Kawaii: Eden of the Pacific

There is no way to experience the awesome beauty of Kawaii except by air.  When David made reservations for our helicopter ride of the island, we had no idea of the wonderful time we were going to have. 

 

This was the first time in my life that I flew via helicopter, and I loved it.  The chopper was pretty modern, the seats were quite cushy and comfortable, and the flight itself was nice and smooth, though not as smooth as a flight on an airplane.  Flying has its different characteristics, depending on what you are flying in.  I will say here that, so far, I have had the priviledge to fly on airplanes, a hot air baloon in the skies of Colorado, and a six seater plane over the Alaskan glaciers, on which we landed. 

 

During our helicopter ride in Kawaii, everyone aboard was wearing Bose headphones, and this made the flight less noisy.  David was able to compare this helicopter ride with the one he enjoyed in the big island, and he told me that the helicopter there was not as modern or comfortable, and that the ride was not as smooth. 

 

Besides keeping out the noise, the headphones were elso the way for us passengers to listen to our pilot’s descriptions of the landscape as we flew.  There were also a couple of microphones that we shared so that we could communicate with the pilot and each other.  This gave us the opportunity to ask questions as we flew.
===============
#### Problems to solve
- a) Repeat the Kawaii travel piece from the words "Kawaii: Eden of" through the words "going to have.", swapping "helicopter" for "chopper" everywhere in that stretch.
- b) In the Kawaii travel piece, what brand of headphones was everyone aboard the helicopter wearing?
===============
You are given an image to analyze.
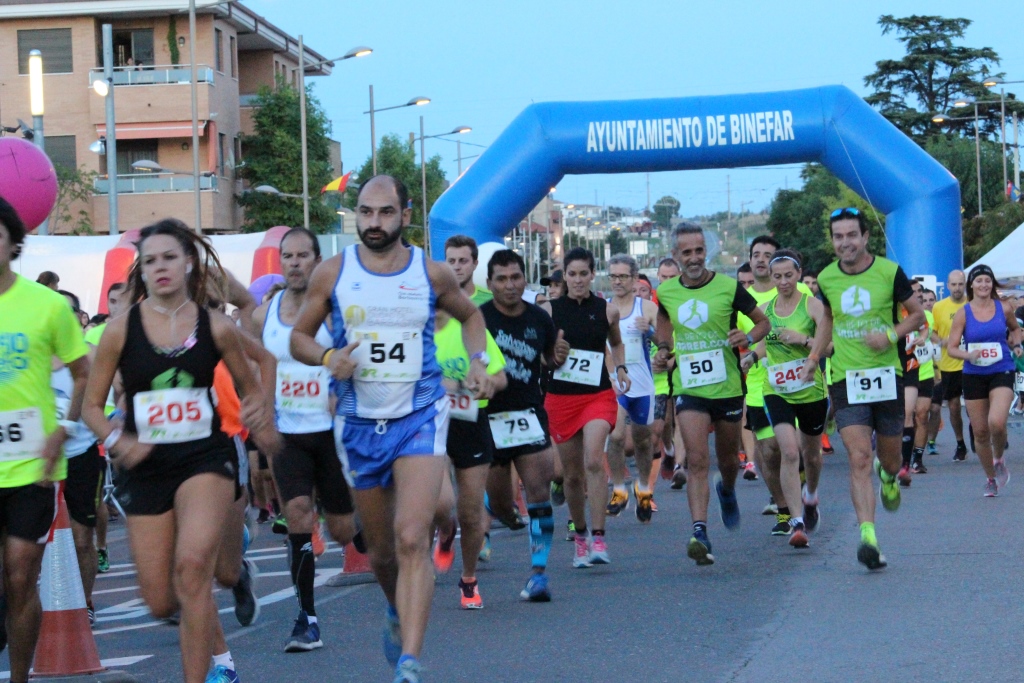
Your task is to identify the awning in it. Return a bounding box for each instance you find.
[96,121,206,140]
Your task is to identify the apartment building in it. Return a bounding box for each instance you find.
[0,0,340,234]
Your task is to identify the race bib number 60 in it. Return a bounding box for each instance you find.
[133,388,213,443]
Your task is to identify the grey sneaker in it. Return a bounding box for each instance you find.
[994,458,1010,488]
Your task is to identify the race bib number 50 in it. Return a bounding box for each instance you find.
[133,388,213,443]
[0,408,45,460]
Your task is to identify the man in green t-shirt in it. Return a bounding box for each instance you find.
[444,234,495,308]
[0,198,89,683]
[655,223,771,565]
[804,208,925,569]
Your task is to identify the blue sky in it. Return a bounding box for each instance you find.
[243,0,1024,215]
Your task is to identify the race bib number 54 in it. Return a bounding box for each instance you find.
[133,388,213,443]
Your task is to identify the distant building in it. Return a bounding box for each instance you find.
[0,0,341,233]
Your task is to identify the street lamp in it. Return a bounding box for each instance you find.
[419,116,473,257]
[364,90,430,175]
[299,40,373,230]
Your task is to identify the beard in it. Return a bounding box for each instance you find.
[358,227,401,252]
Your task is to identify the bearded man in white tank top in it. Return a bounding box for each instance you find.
[291,175,494,683]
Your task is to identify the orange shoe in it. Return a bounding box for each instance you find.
[313,519,327,557]
[434,519,459,573]
[459,579,483,609]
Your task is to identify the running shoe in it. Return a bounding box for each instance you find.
[384,605,401,667]
[312,519,327,557]
[231,559,259,626]
[771,512,793,536]
[434,517,459,573]
[476,531,490,562]
[633,483,654,524]
[392,657,423,683]
[590,536,611,564]
[686,528,715,566]
[519,573,551,602]
[857,541,888,571]
[604,488,630,517]
[801,486,821,532]
[572,533,594,569]
[285,609,324,652]
[992,458,1010,488]
[790,522,810,548]
[459,579,483,609]
[874,458,900,512]
[896,465,912,488]
[669,465,686,490]
[715,474,739,531]
[551,481,565,508]
[206,664,239,683]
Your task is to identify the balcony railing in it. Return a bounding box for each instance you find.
[89,65,213,86]
[92,173,217,195]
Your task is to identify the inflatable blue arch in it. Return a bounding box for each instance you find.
[430,86,963,281]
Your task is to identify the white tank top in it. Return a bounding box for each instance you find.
[608,297,654,398]
[331,245,444,420]
[50,368,96,458]
[263,292,334,434]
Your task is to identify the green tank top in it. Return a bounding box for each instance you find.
[818,256,903,382]
[657,273,753,398]
[762,294,825,403]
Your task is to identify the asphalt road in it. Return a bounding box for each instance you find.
[0,422,1024,683]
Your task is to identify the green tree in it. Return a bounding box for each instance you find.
[651,195,681,230]
[237,79,337,232]
[864,14,1022,142]
[344,134,449,247]
[49,164,99,234]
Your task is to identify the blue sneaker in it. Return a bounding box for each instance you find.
[519,573,551,602]
[285,609,324,652]
[384,605,401,667]
[206,665,239,683]
[394,656,422,683]
[715,474,739,531]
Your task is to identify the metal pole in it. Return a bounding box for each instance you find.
[999,88,1010,195]
[420,117,430,258]
[299,34,309,230]
[188,0,201,234]
[974,102,983,216]
[370,85,377,175]
[103,24,120,234]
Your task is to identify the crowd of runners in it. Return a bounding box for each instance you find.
[0,175,1022,683]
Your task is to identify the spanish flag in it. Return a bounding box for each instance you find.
[321,171,352,195]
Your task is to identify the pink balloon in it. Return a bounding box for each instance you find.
[0,137,57,230]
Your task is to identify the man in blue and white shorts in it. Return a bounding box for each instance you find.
[291,175,490,683]
[607,254,657,523]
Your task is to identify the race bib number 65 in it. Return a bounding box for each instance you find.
[133,388,213,443]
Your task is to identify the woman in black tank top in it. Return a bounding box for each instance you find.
[82,220,276,683]
[542,247,630,567]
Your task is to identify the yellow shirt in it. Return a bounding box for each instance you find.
[0,275,89,488]
[932,297,967,373]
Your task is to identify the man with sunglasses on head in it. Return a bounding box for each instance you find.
[655,223,771,565]
[803,208,925,569]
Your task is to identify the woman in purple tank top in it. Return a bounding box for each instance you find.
[948,264,1022,498]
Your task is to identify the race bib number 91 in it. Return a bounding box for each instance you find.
[133,388,213,443]
[0,408,45,460]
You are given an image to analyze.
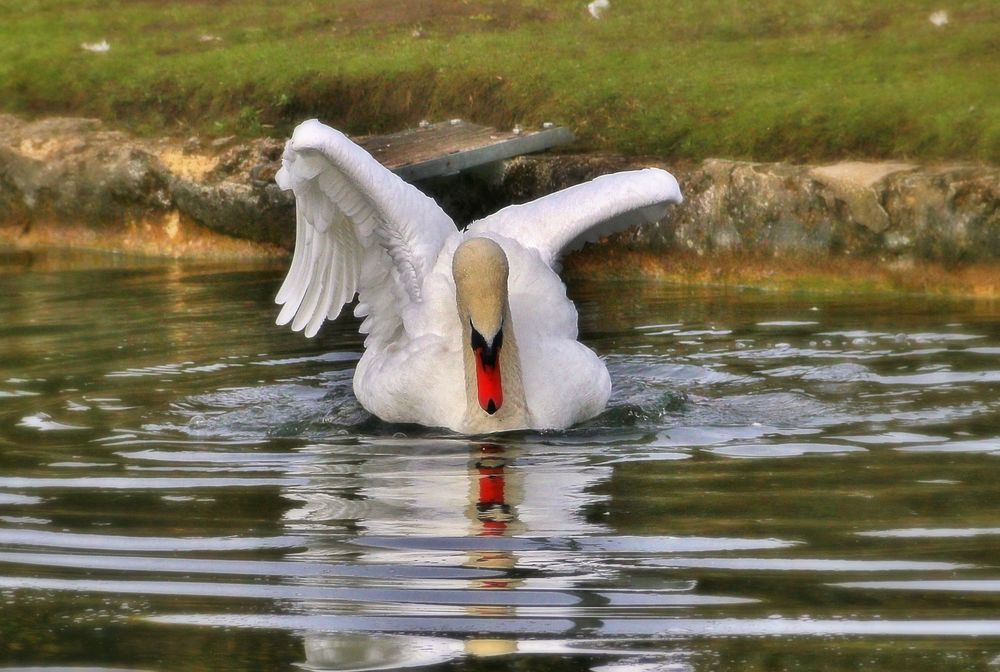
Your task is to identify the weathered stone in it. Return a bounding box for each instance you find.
[0,115,1000,266]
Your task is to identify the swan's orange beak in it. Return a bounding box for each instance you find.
[472,329,503,415]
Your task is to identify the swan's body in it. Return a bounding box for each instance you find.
[276,120,681,433]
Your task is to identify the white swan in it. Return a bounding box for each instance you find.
[275,120,682,434]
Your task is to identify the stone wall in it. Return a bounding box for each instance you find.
[0,116,1000,268]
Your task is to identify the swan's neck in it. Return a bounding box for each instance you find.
[462,306,531,434]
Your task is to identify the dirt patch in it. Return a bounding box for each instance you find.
[156,147,219,180]
[0,210,287,259]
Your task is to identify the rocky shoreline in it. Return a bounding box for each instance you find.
[0,115,1000,295]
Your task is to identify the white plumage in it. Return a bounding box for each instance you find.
[275,120,682,433]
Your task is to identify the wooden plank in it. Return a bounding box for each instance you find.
[356,121,575,182]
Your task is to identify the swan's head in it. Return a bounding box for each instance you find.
[452,238,509,415]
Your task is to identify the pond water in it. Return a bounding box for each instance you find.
[0,254,1000,672]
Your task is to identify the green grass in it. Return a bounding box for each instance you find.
[0,0,1000,162]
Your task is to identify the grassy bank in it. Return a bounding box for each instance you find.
[0,0,1000,162]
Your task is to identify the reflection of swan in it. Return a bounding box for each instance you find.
[276,120,681,433]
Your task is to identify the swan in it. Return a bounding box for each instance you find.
[275,119,682,434]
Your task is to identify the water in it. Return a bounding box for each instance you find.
[0,249,1000,672]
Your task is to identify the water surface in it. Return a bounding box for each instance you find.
[0,255,1000,672]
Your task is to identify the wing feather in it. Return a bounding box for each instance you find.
[275,119,455,342]
[469,168,684,268]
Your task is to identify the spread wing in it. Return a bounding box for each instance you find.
[275,119,455,343]
[469,168,684,268]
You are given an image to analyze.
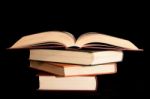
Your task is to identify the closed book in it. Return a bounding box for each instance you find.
[30,61,117,76]
[29,49,123,65]
[39,75,97,91]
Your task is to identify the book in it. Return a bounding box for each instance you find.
[29,49,123,65]
[38,75,97,91]
[10,31,140,50]
[30,61,117,76]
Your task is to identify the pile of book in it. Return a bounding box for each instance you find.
[10,31,140,91]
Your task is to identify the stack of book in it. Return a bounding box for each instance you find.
[10,31,140,91]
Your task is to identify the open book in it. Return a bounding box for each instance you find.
[10,31,142,50]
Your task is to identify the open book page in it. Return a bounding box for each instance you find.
[75,32,139,50]
[11,31,75,48]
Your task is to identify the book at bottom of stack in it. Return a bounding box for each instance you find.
[30,60,117,91]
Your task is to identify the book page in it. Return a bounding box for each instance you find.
[10,31,75,48]
[75,32,139,50]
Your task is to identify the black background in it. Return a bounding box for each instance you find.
[0,13,145,99]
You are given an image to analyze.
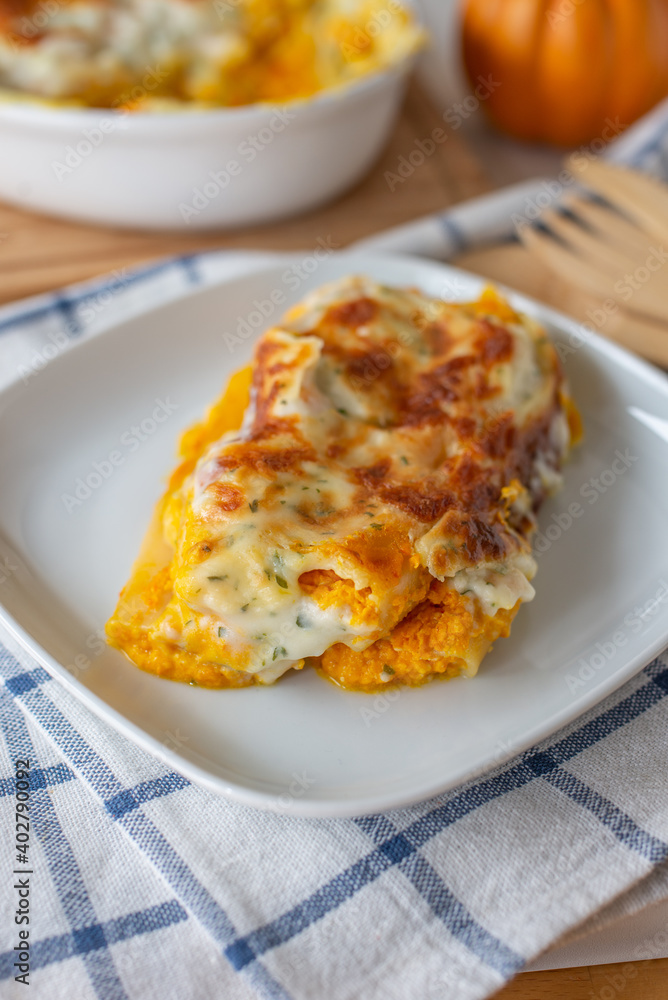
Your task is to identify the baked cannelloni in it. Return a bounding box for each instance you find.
[108,277,579,690]
[0,0,422,110]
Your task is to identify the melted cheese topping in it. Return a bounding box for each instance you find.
[108,278,577,688]
[0,0,422,110]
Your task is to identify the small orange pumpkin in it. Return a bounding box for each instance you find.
[463,0,668,146]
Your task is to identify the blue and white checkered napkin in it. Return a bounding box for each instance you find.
[0,99,668,1000]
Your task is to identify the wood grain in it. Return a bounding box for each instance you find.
[0,78,668,1000]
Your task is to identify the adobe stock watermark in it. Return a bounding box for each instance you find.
[565,578,668,694]
[533,448,638,559]
[360,688,402,729]
[65,628,107,679]
[60,397,179,514]
[17,267,130,385]
[179,108,296,225]
[276,771,316,809]
[0,556,19,587]
[383,75,501,191]
[510,117,626,233]
[222,235,341,353]
[51,66,169,182]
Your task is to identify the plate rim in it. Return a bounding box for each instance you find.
[0,249,668,819]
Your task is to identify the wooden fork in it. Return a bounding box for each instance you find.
[519,156,668,324]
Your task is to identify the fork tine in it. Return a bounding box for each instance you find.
[520,226,668,323]
[540,209,649,278]
[567,156,668,248]
[562,194,648,253]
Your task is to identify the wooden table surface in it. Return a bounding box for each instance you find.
[0,80,668,1000]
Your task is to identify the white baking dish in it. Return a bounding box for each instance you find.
[0,58,412,230]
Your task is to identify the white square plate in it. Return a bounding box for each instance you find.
[0,254,668,816]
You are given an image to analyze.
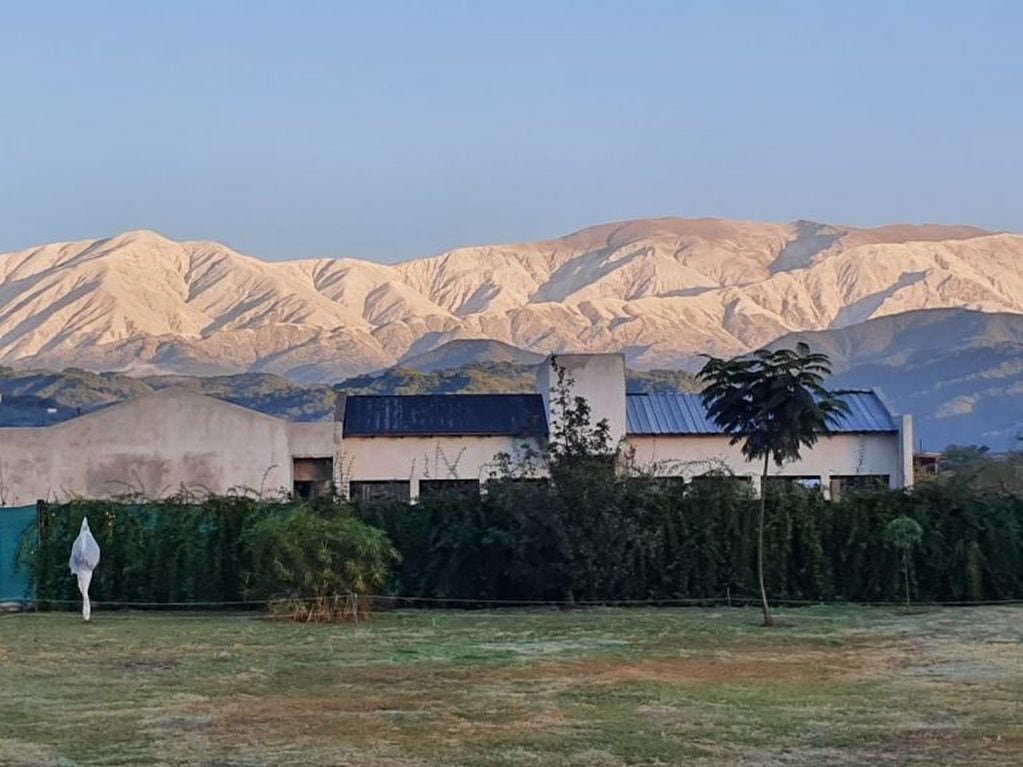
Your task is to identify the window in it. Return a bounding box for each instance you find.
[348,480,412,503]
[688,471,753,496]
[831,475,891,501]
[292,457,333,501]
[767,475,820,491]
[419,480,480,499]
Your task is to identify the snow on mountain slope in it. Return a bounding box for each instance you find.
[0,219,1023,380]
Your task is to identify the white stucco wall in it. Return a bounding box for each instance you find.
[626,434,905,492]
[0,389,341,505]
[341,436,544,498]
[536,354,626,444]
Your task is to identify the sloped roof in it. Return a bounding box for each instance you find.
[343,394,547,437]
[625,390,898,435]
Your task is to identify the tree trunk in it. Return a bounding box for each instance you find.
[902,553,909,611]
[757,453,774,626]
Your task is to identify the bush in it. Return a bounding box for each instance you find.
[17,496,396,606]
[242,506,398,620]
[356,472,1023,601]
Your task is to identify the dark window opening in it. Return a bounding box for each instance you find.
[348,480,412,503]
[292,458,333,501]
[766,476,820,492]
[419,480,480,499]
[831,475,891,501]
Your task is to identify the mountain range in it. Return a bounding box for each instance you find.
[0,219,1023,446]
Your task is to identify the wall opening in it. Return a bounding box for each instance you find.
[831,475,891,501]
[292,457,333,501]
[348,480,412,503]
[419,480,480,499]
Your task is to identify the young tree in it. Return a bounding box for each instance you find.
[885,514,924,610]
[698,344,848,626]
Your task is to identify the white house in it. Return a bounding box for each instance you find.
[0,354,913,505]
[342,354,913,499]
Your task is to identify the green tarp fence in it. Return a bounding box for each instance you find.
[0,505,36,602]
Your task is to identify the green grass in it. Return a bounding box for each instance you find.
[0,607,1023,766]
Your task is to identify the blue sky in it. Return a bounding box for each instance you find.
[0,0,1023,262]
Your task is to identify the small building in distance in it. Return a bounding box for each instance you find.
[626,390,914,499]
[0,354,913,506]
[339,394,547,501]
[342,354,913,500]
[0,389,341,506]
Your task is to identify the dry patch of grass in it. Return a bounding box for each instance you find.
[0,607,1023,767]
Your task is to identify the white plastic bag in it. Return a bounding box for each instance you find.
[68,518,99,621]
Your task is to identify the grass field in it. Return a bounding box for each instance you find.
[0,606,1023,765]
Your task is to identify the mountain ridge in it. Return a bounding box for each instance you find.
[0,218,1023,382]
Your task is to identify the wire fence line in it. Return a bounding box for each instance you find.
[0,593,1023,613]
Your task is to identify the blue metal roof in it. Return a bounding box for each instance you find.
[343,394,547,437]
[625,390,898,435]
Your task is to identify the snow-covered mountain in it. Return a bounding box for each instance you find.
[0,219,1023,380]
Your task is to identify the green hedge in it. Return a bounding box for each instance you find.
[357,477,1023,601]
[18,496,396,604]
[19,480,1023,603]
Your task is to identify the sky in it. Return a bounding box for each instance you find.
[0,0,1023,263]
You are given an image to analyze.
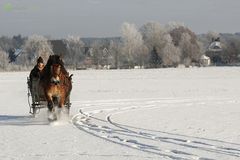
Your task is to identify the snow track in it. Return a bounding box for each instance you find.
[72,98,240,160]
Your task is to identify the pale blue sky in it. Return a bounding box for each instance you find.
[0,0,240,38]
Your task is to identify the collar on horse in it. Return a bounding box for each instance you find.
[50,77,60,85]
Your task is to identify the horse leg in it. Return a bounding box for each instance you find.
[59,96,69,115]
[47,95,54,112]
[46,94,57,121]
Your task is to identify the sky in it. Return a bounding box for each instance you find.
[0,0,240,38]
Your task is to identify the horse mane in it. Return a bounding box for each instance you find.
[41,55,69,80]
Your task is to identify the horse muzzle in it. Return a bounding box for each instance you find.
[50,77,60,85]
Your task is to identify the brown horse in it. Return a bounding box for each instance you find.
[40,55,72,120]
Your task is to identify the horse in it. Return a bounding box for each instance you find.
[39,55,72,120]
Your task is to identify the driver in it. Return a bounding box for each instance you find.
[29,57,44,89]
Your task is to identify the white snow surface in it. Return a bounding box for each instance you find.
[0,67,240,160]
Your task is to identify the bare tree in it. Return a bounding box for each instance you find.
[140,22,166,53]
[0,48,9,70]
[179,33,201,66]
[64,36,84,67]
[121,22,143,67]
[162,34,181,67]
[109,40,122,68]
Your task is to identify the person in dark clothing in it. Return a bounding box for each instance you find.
[29,57,44,89]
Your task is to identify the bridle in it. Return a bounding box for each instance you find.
[50,64,61,85]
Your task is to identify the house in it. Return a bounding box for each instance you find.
[200,55,211,67]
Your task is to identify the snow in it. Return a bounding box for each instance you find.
[0,67,240,160]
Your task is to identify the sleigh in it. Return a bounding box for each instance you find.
[27,77,71,117]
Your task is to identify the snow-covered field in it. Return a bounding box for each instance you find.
[0,67,240,160]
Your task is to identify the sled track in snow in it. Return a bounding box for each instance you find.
[72,98,240,160]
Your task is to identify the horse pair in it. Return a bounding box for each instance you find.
[39,55,72,120]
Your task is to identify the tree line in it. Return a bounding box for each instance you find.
[0,22,240,70]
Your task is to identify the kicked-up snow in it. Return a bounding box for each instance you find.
[0,67,240,160]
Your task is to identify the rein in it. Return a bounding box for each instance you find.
[50,64,62,85]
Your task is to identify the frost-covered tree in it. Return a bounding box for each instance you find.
[162,34,181,67]
[0,48,9,70]
[121,22,143,67]
[165,21,185,32]
[179,33,201,66]
[109,40,122,68]
[64,36,84,66]
[140,22,166,54]
[17,35,52,66]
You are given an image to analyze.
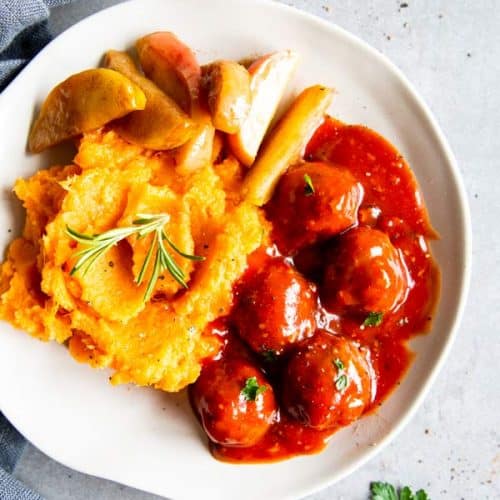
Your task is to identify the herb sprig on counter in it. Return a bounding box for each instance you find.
[370,482,430,500]
[66,214,204,302]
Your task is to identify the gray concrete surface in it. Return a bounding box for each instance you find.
[10,0,500,500]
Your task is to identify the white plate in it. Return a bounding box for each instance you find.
[0,0,471,500]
===============
#### Written answers
- a)
Kawaii: Eden of the Pacific

There is no way to experience the awesome beauty of Kawaii except by air.  When David made reservations for our chopper ride of the island, we had no idea of the wonderful time we were going to have.

- b) Bose.